(Data drawn from a collection)
###

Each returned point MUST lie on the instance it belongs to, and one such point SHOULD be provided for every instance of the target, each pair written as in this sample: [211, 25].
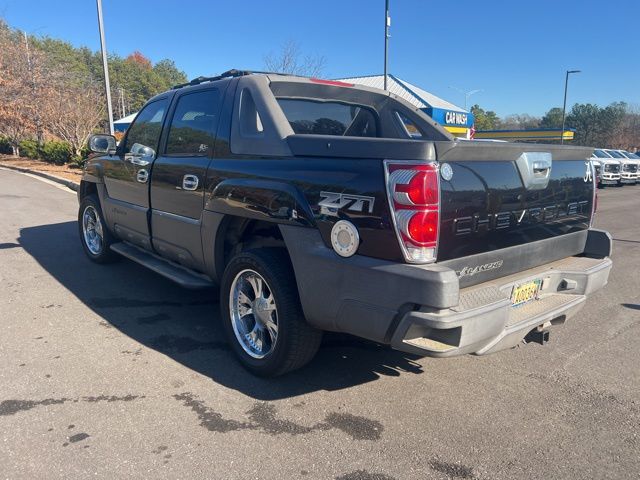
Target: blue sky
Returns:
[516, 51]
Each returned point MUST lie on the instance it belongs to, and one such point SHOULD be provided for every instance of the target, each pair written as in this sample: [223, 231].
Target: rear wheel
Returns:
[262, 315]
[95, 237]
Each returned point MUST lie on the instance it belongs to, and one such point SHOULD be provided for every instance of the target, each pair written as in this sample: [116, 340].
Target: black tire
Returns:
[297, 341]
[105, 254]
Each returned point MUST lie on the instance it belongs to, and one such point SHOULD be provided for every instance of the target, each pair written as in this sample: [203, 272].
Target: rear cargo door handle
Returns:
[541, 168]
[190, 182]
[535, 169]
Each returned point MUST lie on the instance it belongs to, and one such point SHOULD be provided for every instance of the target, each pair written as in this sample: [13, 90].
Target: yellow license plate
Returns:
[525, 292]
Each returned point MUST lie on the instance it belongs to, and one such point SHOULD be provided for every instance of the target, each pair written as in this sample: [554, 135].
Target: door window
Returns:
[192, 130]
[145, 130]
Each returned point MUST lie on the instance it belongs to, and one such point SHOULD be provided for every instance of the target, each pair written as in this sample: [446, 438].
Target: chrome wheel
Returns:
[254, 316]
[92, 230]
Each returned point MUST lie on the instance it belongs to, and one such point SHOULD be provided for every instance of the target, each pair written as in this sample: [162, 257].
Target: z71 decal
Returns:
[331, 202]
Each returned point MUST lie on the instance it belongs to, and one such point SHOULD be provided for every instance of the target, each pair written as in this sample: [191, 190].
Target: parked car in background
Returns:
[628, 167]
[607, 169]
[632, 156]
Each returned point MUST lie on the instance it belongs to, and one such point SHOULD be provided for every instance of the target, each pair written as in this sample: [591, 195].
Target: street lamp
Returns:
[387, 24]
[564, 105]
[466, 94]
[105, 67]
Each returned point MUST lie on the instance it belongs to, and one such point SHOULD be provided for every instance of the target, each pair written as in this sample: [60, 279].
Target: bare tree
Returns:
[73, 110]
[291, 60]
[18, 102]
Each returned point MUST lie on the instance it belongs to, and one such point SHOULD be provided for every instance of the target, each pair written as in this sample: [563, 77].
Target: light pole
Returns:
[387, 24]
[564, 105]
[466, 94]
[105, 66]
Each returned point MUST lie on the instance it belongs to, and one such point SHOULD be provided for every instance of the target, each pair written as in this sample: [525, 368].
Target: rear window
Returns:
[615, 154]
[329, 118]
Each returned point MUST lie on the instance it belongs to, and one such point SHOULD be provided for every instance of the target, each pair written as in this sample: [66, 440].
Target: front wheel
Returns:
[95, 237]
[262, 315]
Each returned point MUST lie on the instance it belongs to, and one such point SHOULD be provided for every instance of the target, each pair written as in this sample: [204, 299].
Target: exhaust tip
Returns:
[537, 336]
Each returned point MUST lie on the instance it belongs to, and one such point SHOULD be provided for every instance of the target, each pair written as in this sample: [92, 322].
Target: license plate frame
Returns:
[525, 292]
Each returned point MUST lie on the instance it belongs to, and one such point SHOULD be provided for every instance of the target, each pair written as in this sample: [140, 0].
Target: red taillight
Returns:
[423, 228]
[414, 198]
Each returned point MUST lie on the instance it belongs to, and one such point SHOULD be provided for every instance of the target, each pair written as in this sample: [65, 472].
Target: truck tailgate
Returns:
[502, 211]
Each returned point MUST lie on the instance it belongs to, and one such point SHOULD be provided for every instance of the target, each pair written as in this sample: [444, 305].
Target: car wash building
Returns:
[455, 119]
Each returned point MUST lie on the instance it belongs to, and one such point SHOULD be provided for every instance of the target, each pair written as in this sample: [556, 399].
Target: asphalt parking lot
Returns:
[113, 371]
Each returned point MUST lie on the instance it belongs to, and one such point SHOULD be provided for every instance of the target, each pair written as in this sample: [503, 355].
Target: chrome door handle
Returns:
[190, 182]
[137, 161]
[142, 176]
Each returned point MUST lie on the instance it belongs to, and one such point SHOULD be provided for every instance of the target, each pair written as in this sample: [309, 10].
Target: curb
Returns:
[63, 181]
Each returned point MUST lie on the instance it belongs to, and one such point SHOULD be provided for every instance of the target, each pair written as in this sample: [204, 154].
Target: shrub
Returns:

###

[Stated goal] Please write out again the rows between the line holding "sample: [309, 10]." and the end of the rows, inclusive, with each point coordinate in the answers scaled by 1.95 and rounded to a whole number, halves rounding up. Keep the requests as they are, including the numbers in their sample pairs.

[Solved exercise]
Each returned point MUST lie on the instance it belongs to, and one such point SHOULD be provided for every instance of the target, each pair written as in this sample: [309, 10].
Target: curb
Returns:
[123, 353]
Each returned point MUST lie on the instance it belongs to, and one such point SHOULD be provided for every instance of the target, each pair written as in this sample: [204, 154].
Target: shrub
Returns:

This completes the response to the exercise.